__Stated task__
Identify each line of the listing below that contains the word "hand" and copy every such line in full.

__A run of records__
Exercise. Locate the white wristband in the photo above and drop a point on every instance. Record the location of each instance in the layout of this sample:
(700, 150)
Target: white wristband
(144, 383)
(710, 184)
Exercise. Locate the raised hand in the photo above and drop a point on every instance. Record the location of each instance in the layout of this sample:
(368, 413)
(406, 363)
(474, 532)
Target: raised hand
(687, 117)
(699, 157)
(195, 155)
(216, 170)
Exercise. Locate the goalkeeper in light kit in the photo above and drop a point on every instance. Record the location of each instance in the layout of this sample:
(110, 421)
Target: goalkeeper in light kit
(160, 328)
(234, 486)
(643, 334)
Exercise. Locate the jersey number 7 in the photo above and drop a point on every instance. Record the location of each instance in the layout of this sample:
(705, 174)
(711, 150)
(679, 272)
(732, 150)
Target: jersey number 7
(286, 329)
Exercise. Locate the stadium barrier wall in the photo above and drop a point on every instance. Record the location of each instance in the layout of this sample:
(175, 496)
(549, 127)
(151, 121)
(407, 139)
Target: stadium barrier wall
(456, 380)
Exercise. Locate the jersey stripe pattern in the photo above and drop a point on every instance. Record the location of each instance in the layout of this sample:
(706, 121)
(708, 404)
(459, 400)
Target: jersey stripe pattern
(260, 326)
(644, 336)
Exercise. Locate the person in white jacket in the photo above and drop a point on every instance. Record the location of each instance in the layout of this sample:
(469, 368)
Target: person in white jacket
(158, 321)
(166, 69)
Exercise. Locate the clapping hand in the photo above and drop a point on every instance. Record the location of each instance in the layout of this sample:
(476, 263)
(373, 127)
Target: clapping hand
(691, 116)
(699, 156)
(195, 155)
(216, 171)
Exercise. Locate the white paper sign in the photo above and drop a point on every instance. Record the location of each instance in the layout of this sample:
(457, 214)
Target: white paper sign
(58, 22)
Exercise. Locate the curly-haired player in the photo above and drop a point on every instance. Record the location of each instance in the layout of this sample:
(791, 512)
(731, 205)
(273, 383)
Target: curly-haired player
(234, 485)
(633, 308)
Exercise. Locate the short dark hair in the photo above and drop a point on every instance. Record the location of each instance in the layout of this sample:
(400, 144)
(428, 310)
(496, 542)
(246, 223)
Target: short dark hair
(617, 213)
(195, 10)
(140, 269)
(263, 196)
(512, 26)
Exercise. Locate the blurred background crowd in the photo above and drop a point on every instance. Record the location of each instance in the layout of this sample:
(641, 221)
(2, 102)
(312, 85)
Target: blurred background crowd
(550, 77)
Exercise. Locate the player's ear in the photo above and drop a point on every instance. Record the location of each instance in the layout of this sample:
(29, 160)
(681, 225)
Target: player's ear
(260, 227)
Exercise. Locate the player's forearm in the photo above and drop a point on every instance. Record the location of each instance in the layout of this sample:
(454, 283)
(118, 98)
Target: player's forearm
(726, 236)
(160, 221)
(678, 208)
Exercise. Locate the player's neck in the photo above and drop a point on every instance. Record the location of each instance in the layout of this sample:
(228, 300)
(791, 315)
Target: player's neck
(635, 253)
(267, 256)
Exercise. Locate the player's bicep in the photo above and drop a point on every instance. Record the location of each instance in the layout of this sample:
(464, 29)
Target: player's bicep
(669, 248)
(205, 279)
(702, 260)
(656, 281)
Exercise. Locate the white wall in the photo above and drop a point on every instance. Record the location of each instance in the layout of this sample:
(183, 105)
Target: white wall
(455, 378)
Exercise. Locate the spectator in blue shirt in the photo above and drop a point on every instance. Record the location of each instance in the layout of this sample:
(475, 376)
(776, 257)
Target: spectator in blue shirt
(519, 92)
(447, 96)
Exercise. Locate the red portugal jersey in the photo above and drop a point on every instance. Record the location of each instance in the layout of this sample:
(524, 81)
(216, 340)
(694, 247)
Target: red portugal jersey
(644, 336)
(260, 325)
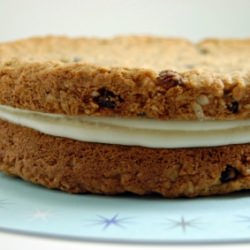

__Full response__
Exercise. Locate the raised hand in the photo above and drop a point on every instance. Record the location of each instance in the layout of this sample:
Target: raised hand
Exercise. Locate the clapping hand in the photo above and drop a point on every instance. Record the location of each instance in the layout of this sample:
Target: clapping hand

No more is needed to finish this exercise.